• _Page excerpt_
·····
SQL, Trying to split Finnish addresses - sql

I have address column which hosts Streetname+housenumber(+possible divider)(+possible apartment no.) + postcode + City
5 different examples:
( Street ), (Postal) (City)
"Testalley 3, 00200 Helsinki"
"Testalley 3 A 21, 00200 Helsinki
"TestAlley 3 B, 00300 Helsinki
"TestAlley 3, 00500 Helsinki AS
"testAlley 3 F 22, 00500 Helsinki AS
So, the variation of addresses change quite a bit.
I'll hope to get this big junk of address into 3 separate columns.
SELECT
bigAddress,
SUBSTRING(bigAddress,LEN(LEFT(bigAddress,CHARINDEX(',', bigAddress)+2)),LEN(bigAddress) - LEN(LEFT(bigAddress,CHARINDEX(',', bigAddress))) - LEN(RIGHT(bigAddress,CHARINDEX(' ', (REVERSE(bigAddress)))))) AS Postcode
FROM TABLEXX
^^This works, almost for the postcode.
Only problem is that, if the city is not one part like "HELSINKI" then the city comes along the postcode. Like 00300 Ylistaro (When city is Ylistaro AS)
with cte as (
SELECT
ID,
bigAddress,
SUBSTRING(bigAddress,LEN(LEFT(bigAddress,CHARINDEX(',', bigAddress)+2)),LEN(bigAddress) - LEN(LEFT(bigAddress,CHARINDEX(',', bigAddress))) - LEN(RIGHT(bigAddress,CHARINDEX(' ', (REVERSE(bigAddress)))))) AS Postcode,
RIGHT(bigAddress,CHARINDEX(',', (REVERSE(bigAddress))) - 1) AS City
FROM TableXXX
select
bigAddress,
LEFT(Postcode,5) As PostcodeV2,
STUFF(City, 1, 7, '') AS CityV2
FROM cte
^^
Also this was quite great, it did failed when tried to put this into PowerBi DirectQuery. PowerBI wont support it at DQ mode, and import mode did have some other problems.

What you are trying to do is very risky since it's a well known problem that there is no really proper and safe way to separate street, postal and city from such an entire string. So please note that the following is just an idea to help you, but in future, you should directly save the information in different columns.
·····
• _Exercise data_

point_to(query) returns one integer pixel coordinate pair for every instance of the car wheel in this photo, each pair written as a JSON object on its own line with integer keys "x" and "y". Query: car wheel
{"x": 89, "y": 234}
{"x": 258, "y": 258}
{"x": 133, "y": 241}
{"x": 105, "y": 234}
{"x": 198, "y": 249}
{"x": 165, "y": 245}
·····
• _Written exercise A_
In the thread on splitting Finnish addresses, which Power BI mode did not support the second query?
• _Written exercise B_
Print every line of the records verbatim, in their original order.

• _Expected output A_
DirectQuery mode.

• _Expected output B_
point_to(query) returns one integer pixel coordinate pair for every instance of the car wheel in this photo, each pair written as a JSON object on its own line with integer keys "x" and "y". Query: car wheel
{"x": 89, "y": 234}
{"x": 258, "y": 258}
{"x": 133, "y": 241}
{"x": 105, "y": 234}
{"x": 198, "y": 249}
{"x": 165, "y": 245}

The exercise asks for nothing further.